> **The request**
Please update the items below by replacing "Mark each instance" with "Label every instance" wherever it occurs, keeping everything else unchanged. Leave the pictures out of your answer.

— START Entries supplied —

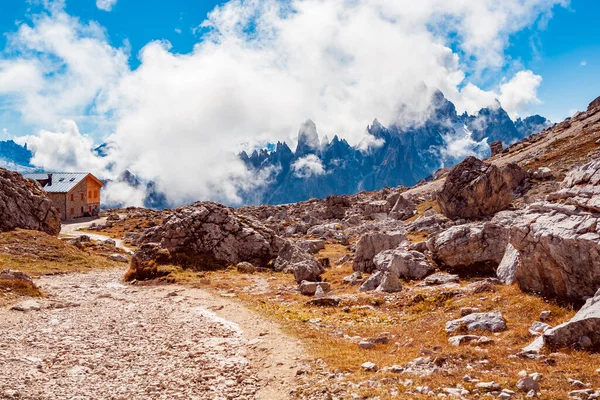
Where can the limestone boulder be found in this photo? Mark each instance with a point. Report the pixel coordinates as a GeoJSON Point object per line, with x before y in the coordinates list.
{"type": "Point", "coordinates": [208, 235]}
{"type": "Point", "coordinates": [403, 209]}
{"type": "Point", "coordinates": [407, 264]}
{"type": "Point", "coordinates": [474, 248]}
{"type": "Point", "coordinates": [507, 269]}
{"type": "Point", "coordinates": [336, 206]}
{"type": "Point", "coordinates": [474, 189]}
{"type": "Point", "coordinates": [583, 330]}
{"type": "Point", "coordinates": [372, 243]}
{"type": "Point", "coordinates": [25, 205]}
{"type": "Point", "coordinates": [302, 264]}
{"type": "Point", "coordinates": [559, 251]}
{"type": "Point", "coordinates": [557, 240]}
{"type": "Point", "coordinates": [492, 321]}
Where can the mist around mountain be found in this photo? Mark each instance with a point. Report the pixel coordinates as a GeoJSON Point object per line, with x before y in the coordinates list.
{"type": "Point", "coordinates": [15, 157]}
{"type": "Point", "coordinates": [391, 156]}
{"type": "Point", "coordinates": [318, 167]}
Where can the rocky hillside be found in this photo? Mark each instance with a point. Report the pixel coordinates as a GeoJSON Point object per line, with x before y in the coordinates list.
{"type": "Point", "coordinates": [24, 204]}
{"type": "Point", "coordinates": [396, 155]}
{"type": "Point", "coordinates": [465, 286]}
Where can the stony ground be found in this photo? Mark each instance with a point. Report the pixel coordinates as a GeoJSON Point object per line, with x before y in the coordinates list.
{"type": "Point", "coordinates": [94, 338]}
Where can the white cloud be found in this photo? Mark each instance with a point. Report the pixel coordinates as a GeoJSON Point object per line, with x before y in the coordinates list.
{"type": "Point", "coordinates": [106, 5]}
{"type": "Point", "coordinates": [308, 166]}
{"type": "Point", "coordinates": [64, 150]}
{"type": "Point", "coordinates": [264, 66]}
{"type": "Point", "coordinates": [518, 93]}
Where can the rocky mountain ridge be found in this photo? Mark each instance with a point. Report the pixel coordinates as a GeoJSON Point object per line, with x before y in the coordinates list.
{"type": "Point", "coordinates": [394, 156]}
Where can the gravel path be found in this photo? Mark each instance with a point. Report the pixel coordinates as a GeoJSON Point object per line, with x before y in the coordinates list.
{"type": "Point", "coordinates": [72, 229]}
{"type": "Point", "coordinates": [95, 338]}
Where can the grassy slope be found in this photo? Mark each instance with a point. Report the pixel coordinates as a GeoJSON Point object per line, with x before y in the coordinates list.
{"type": "Point", "coordinates": [37, 253]}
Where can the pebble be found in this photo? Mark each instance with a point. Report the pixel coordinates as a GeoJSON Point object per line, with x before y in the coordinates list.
{"type": "Point", "coordinates": [369, 366]}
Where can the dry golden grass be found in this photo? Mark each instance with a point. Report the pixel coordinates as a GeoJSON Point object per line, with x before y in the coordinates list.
{"type": "Point", "coordinates": [562, 153]}
{"type": "Point", "coordinates": [122, 227]}
{"type": "Point", "coordinates": [424, 207]}
{"type": "Point", "coordinates": [414, 319]}
{"type": "Point", "coordinates": [37, 253]}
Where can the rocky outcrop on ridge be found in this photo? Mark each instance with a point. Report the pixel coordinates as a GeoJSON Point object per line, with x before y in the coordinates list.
{"type": "Point", "coordinates": [207, 235]}
{"type": "Point", "coordinates": [474, 189]}
{"type": "Point", "coordinates": [25, 205]}
{"type": "Point", "coordinates": [557, 241]}
{"type": "Point", "coordinates": [474, 249]}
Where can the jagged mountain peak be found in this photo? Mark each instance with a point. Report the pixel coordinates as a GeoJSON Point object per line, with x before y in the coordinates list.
{"type": "Point", "coordinates": [308, 138]}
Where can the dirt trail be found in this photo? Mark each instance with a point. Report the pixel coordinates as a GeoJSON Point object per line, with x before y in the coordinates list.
{"type": "Point", "coordinates": [95, 338]}
{"type": "Point", "coordinates": [72, 229]}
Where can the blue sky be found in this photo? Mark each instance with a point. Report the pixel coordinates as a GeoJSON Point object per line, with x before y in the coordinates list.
{"type": "Point", "coordinates": [566, 52]}
{"type": "Point", "coordinates": [171, 96]}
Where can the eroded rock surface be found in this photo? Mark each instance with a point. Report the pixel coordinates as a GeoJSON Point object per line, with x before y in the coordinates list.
{"type": "Point", "coordinates": [373, 243]}
{"type": "Point", "coordinates": [474, 189]}
{"type": "Point", "coordinates": [25, 205]}
{"type": "Point", "coordinates": [474, 248]}
{"type": "Point", "coordinates": [208, 235]}
{"type": "Point", "coordinates": [558, 243]}
{"type": "Point", "coordinates": [404, 263]}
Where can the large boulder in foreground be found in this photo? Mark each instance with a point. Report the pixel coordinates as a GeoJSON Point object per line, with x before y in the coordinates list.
{"type": "Point", "coordinates": [558, 242]}
{"type": "Point", "coordinates": [404, 263]}
{"type": "Point", "coordinates": [582, 331]}
{"type": "Point", "coordinates": [25, 205]}
{"type": "Point", "coordinates": [208, 235]}
{"type": "Point", "coordinates": [474, 189]}
{"type": "Point", "coordinates": [372, 243]}
{"type": "Point", "coordinates": [471, 249]}
{"type": "Point", "coordinates": [303, 265]}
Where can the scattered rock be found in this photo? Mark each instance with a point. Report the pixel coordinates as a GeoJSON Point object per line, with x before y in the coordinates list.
{"type": "Point", "coordinates": [206, 235]}
{"type": "Point", "coordinates": [527, 384]}
{"type": "Point", "coordinates": [372, 282]}
{"type": "Point", "coordinates": [539, 328]}
{"type": "Point", "coordinates": [366, 345]}
{"type": "Point", "coordinates": [403, 209]}
{"type": "Point", "coordinates": [389, 283]}
{"type": "Point", "coordinates": [369, 366]}
{"type": "Point", "coordinates": [545, 315]}
{"type": "Point", "coordinates": [403, 263]}
{"type": "Point", "coordinates": [474, 189]}
{"type": "Point", "coordinates": [310, 288]}
{"type": "Point", "coordinates": [475, 248]}
{"type": "Point", "coordinates": [355, 279]}
{"type": "Point", "coordinates": [245, 268]}
{"type": "Point", "coordinates": [304, 266]}
{"type": "Point", "coordinates": [26, 306]}
{"type": "Point", "coordinates": [470, 339]}
{"type": "Point", "coordinates": [25, 205]}
{"type": "Point", "coordinates": [118, 257]}
{"type": "Point", "coordinates": [13, 275]}
{"type": "Point", "coordinates": [508, 265]}
{"type": "Point", "coordinates": [372, 243]}
{"type": "Point", "coordinates": [468, 310]}
{"type": "Point", "coordinates": [441, 278]}
{"type": "Point", "coordinates": [492, 321]}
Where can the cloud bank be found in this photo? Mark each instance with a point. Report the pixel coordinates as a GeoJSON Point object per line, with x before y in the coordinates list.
{"type": "Point", "coordinates": [106, 5]}
{"type": "Point", "coordinates": [258, 69]}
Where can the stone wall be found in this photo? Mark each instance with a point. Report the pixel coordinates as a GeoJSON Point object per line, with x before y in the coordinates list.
{"type": "Point", "coordinates": [59, 202]}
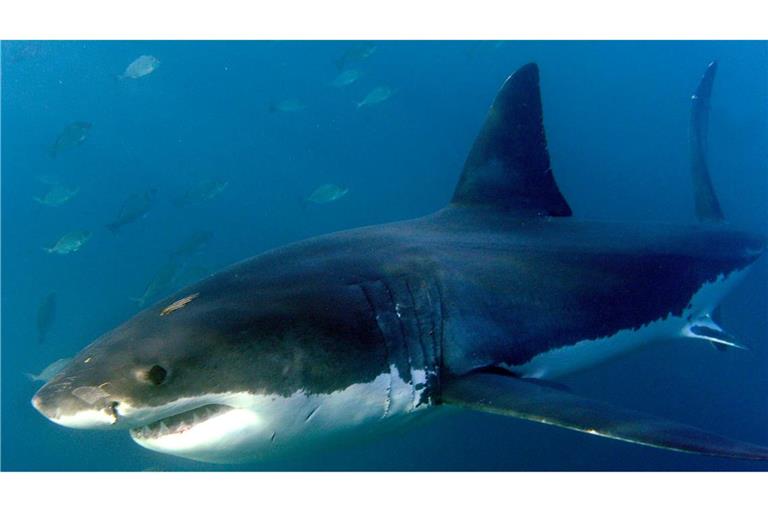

— END Entries supplied —

> **Result of the task**
Where can the limestone boulder be found in this photo? Label every instance with a point. Report the pixel coordinates as a GeoJSON Point object per line, with x before y in the coordinates list.
{"type": "Point", "coordinates": [208, 235]}
{"type": "Point", "coordinates": [403, 209]}
{"type": "Point", "coordinates": [407, 264]}
{"type": "Point", "coordinates": [474, 248]}
{"type": "Point", "coordinates": [507, 269]}
{"type": "Point", "coordinates": [336, 206]}
{"type": "Point", "coordinates": [474, 189]}
{"type": "Point", "coordinates": [583, 330]}
{"type": "Point", "coordinates": [372, 243]}
{"type": "Point", "coordinates": [25, 205]}
{"type": "Point", "coordinates": [302, 264]}
{"type": "Point", "coordinates": [559, 251]}
{"type": "Point", "coordinates": [557, 240]}
{"type": "Point", "coordinates": [492, 321]}
Where can the mist around mountain be found in this photo? Label every instance with a point. Report the pixel coordinates as a GeoJSON Point object per line, with x before y in the coordinates list.
{"type": "Point", "coordinates": [15, 157]}
{"type": "Point", "coordinates": [391, 156]}
{"type": "Point", "coordinates": [318, 167]}
Where can the rocky hillside be found in this photo? Label every instance with a point. Report the pixel coordinates as a GeoJSON Point object per line, with x before y in the coordinates list.
{"type": "Point", "coordinates": [24, 204]}
{"type": "Point", "coordinates": [396, 155]}
{"type": "Point", "coordinates": [465, 286]}
Where can the stony ground be found in this photo? Label every instance with a point. Report the pixel coordinates as a GeoJSON Point object per line, with x before y in the coordinates list.
{"type": "Point", "coordinates": [94, 338]}
Where can the white cloud be found in this photo? Label every instance with a point. Report the pixel coordinates as a GeoJSON Point object per line, with x before y in the coordinates list.
{"type": "Point", "coordinates": [106, 5]}
{"type": "Point", "coordinates": [308, 166]}
{"type": "Point", "coordinates": [64, 150]}
{"type": "Point", "coordinates": [264, 66]}
{"type": "Point", "coordinates": [518, 93]}
Where can the rocky mountain ridge be found in this photo? Label every instance with a point. Report the pixel coordinates as a GeoJSON Point object per line, with x before y in the coordinates list.
{"type": "Point", "coordinates": [394, 156]}
Where can the gravel path be found in this photo? Label every instance with a point. Report the pixel coordinates as a GeoJSON Point object per line, with x before y in the coordinates list.
{"type": "Point", "coordinates": [72, 229]}
{"type": "Point", "coordinates": [95, 338]}
Where can the grassy slope be found in this photo? Label every instance with a point. Report the pixel coordinates as a GeoJSON Point object per line, with x before y in the coordinates list.
{"type": "Point", "coordinates": [37, 253]}
Where can the pebble be found in this photo? Label every instance with a point. Report the pixel coordinates as a GeoJSON Point object per line, with x before y in the coordinates list.
{"type": "Point", "coordinates": [369, 366]}
Where can the dry golden grass be found in this photo? Label every instance with a point. Report the pixel coordinates as a GeoJSON Point object per line, with x before y in the coordinates list.
{"type": "Point", "coordinates": [562, 153]}
{"type": "Point", "coordinates": [122, 227]}
{"type": "Point", "coordinates": [424, 207]}
{"type": "Point", "coordinates": [414, 319]}
{"type": "Point", "coordinates": [37, 253]}
Where can the rocky outcrop on ridge be found in this photo? Label every instance with a point. Report the pixel coordinates as a GeoJSON Point object per line, with x before y in the coordinates list.
{"type": "Point", "coordinates": [207, 235]}
{"type": "Point", "coordinates": [474, 189]}
{"type": "Point", "coordinates": [25, 205]}
{"type": "Point", "coordinates": [557, 241]}
{"type": "Point", "coordinates": [474, 249]}
Where can the jagged mountain peak be found in this photo? Label every instance with a point. Report the pixel coordinates as a GeoJSON Point object per line, with x before y in the coordinates list.
{"type": "Point", "coordinates": [308, 138]}
Where can the dirt trail be found in this photo? Label every instance with a point. Report the pixel coordinates as a GeoJSON Point object per line, with x before y in the coordinates list.
{"type": "Point", "coordinates": [95, 338]}
{"type": "Point", "coordinates": [72, 229]}
Where can the blue sky be found in this photo? Label every instance with a point. Report the pixel coordinates as a GeoJSON Point object per line, with x before y in the coordinates list.
{"type": "Point", "coordinates": [566, 52]}
{"type": "Point", "coordinates": [171, 96]}
Where can the eroded rock surface be found in this photo? Label every instance with a point. Report the pixel coordinates as a GeoJSON Point object per line, with x before y in the coordinates list.
{"type": "Point", "coordinates": [373, 243]}
{"type": "Point", "coordinates": [474, 189]}
{"type": "Point", "coordinates": [25, 205]}
{"type": "Point", "coordinates": [474, 248]}
{"type": "Point", "coordinates": [208, 235]}
{"type": "Point", "coordinates": [558, 243]}
{"type": "Point", "coordinates": [404, 263]}
Where can the large boulder in foreground be found in this photo? Label every instance with a point. Report the pixel coordinates as a GeoJSON Point object per line, with x before y in the coordinates list.
{"type": "Point", "coordinates": [558, 242]}
{"type": "Point", "coordinates": [404, 263]}
{"type": "Point", "coordinates": [582, 331]}
{"type": "Point", "coordinates": [25, 205]}
{"type": "Point", "coordinates": [208, 235]}
{"type": "Point", "coordinates": [474, 189]}
{"type": "Point", "coordinates": [372, 243]}
{"type": "Point", "coordinates": [471, 249]}
{"type": "Point", "coordinates": [303, 265]}
Where can the scattered rock be found in this photo? Label every instance with a point. Report the pixel coordinates as a GeoJSON Point object per line, with x before y in the coordinates list.
{"type": "Point", "coordinates": [206, 235]}
{"type": "Point", "coordinates": [527, 384]}
{"type": "Point", "coordinates": [372, 282]}
{"type": "Point", "coordinates": [539, 328]}
{"type": "Point", "coordinates": [366, 345]}
{"type": "Point", "coordinates": [403, 209]}
{"type": "Point", "coordinates": [389, 283]}
{"type": "Point", "coordinates": [369, 366]}
{"type": "Point", "coordinates": [545, 315]}
{"type": "Point", "coordinates": [403, 263]}
{"type": "Point", "coordinates": [474, 189]}
{"type": "Point", "coordinates": [310, 288]}
{"type": "Point", "coordinates": [475, 248]}
{"type": "Point", "coordinates": [355, 279]}
{"type": "Point", "coordinates": [245, 268]}
{"type": "Point", "coordinates": [304, 266]}
{"type": "Point", "coordinates": [26, 306]}
{"type": "Point", "coordinates": [470, 339]}
{"type": "Point", "coordinates": [25, 205]}
{"type": "Point", "coordinates": [118, 257]}
{"type": "Point", "coordinates": [13, 275]}
{"type": "Point", "coordinates": [508, 265]}
{"type": "Point", "coordinates": [372, 243]}
{"type": "Point", "coordinates": [468, 310]}
{"type": "Point", "coordinates": [441, 278]}
{"type": "Point", "coordinates": [492, 321]}
Where can the cloud bank be found in this photo? Label every instance with a point. Report the pixel coordinates as a GeoJSON Point object per line, with x before y in the coordinates list.
{"type": "Point", "coordinates": [106, 5]}
{"type": "Point", "coordinates": [258, 69]}
Where can the stone wall be found in this photo? Label every instance with a point. Report the pixel coordinates as a GeoJSON Point object per line, with x before y in the coordinates list.
{"type": "Point", "coordinates": [59, 202]}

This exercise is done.